GIVEN TEXT:
======

Having success against Brady, however, is a relative term. He still produced against a loaded Seattle defense far better than this year’s Raiders unit. He will produce again Sunday, even if most goes right. Limitation, however, if key.
Norton believes certain things are essential when facing a Patriots team. Sure tackling. Impacting the quarterback.
The first is vital, something the Raiders have done well save a Week 9 win over Miami. The Raiders have to limit explosives and keep the ball in front of them, especially with the way Brady likes to play.
“The Patriots do a really good job of underneath coverage,” Norton said. “They have guys that catch and run really well. The backs, the tight ends, the matchups underneath, they catch and make people miss. They try to match up with your linebackers and safeties. They feel like their guys are pretty good. Tackling is something we’ve been really outstanding with all year but this last game against Miami we didn’t do so well and it kind of stands out, especially when it’s something we’ve taken a lot of pride in.

======

Dataset records:
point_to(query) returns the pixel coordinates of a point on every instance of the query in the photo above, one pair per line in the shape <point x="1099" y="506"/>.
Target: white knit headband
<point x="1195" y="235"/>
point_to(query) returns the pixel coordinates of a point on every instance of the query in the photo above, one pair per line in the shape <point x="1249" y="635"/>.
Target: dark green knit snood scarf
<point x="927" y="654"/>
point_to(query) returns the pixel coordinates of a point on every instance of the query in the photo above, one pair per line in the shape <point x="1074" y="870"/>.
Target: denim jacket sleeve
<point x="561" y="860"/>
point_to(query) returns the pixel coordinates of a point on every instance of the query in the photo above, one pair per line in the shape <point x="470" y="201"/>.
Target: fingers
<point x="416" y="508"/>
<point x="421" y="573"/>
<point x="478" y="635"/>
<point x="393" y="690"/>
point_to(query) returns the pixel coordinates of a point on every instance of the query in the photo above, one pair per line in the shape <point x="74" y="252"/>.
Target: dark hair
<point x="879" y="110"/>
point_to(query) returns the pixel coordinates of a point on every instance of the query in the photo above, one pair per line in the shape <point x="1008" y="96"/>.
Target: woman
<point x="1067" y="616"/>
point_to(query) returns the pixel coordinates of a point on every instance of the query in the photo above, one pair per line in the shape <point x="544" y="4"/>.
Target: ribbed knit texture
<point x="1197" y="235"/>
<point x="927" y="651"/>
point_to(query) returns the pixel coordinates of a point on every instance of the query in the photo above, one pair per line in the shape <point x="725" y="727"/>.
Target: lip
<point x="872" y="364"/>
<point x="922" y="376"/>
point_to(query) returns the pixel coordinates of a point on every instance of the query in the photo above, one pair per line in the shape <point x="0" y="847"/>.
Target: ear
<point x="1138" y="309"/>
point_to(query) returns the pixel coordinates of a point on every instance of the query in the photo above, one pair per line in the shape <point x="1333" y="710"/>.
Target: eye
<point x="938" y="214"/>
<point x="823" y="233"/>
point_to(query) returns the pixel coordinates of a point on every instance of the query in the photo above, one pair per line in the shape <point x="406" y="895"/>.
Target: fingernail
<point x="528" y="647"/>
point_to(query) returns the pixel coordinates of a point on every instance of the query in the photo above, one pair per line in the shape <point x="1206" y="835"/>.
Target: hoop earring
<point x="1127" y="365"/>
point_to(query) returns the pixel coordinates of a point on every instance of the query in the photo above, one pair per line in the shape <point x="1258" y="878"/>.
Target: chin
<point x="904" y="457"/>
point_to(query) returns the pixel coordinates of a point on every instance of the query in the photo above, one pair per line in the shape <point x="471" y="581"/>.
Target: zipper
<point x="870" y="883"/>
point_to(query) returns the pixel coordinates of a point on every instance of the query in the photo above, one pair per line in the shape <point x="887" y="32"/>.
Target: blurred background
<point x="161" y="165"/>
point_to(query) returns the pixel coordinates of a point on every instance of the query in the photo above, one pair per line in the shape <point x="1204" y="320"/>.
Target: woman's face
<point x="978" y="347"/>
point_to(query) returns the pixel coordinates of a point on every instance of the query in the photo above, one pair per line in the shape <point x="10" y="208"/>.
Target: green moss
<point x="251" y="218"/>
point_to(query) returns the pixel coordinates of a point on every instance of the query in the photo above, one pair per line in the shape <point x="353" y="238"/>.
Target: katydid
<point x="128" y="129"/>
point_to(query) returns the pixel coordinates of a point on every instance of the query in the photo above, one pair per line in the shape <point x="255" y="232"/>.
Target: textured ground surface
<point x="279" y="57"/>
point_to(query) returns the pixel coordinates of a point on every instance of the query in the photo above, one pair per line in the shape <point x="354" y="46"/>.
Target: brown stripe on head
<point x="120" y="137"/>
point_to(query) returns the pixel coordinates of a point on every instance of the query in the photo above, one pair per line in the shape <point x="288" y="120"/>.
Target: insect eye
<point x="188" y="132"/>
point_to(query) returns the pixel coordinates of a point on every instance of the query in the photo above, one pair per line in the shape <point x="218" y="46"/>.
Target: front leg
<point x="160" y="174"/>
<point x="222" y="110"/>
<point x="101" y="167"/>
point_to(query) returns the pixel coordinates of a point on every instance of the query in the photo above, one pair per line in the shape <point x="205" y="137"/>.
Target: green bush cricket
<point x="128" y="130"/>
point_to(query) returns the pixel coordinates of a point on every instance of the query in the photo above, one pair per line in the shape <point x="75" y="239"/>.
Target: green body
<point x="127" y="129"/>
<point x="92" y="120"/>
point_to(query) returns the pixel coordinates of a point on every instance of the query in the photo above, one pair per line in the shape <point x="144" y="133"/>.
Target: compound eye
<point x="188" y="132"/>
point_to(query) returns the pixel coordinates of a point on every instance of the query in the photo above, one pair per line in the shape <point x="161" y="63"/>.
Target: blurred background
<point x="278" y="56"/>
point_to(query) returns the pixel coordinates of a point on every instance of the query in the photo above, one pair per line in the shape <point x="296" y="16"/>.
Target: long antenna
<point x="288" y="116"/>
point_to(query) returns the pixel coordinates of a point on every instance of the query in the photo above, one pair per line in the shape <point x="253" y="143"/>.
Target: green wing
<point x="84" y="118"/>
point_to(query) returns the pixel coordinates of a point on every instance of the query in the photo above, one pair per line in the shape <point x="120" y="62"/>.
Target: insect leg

======

TASKS AND EXERCISES:
[1] According to Norton in the passage on the Raiders and Brady, why does the poor tackling against Miami stand out?
[2] Please repeat the part of the passage on the Raiders and Brady between "The first is" and "likes to play.", inclusive.

TASK SOLUTIONS:
[1] It stands out because the Raiders had been really outstanding at tackling all year, and tackling is something they have taken a lot of pride in.

[2]
The first is vital, something the Raiders have done well save a Week 9 win over Miami. The Raiders have to limit explosives and keep the ball in front of them, especially with the way Brady likes to play.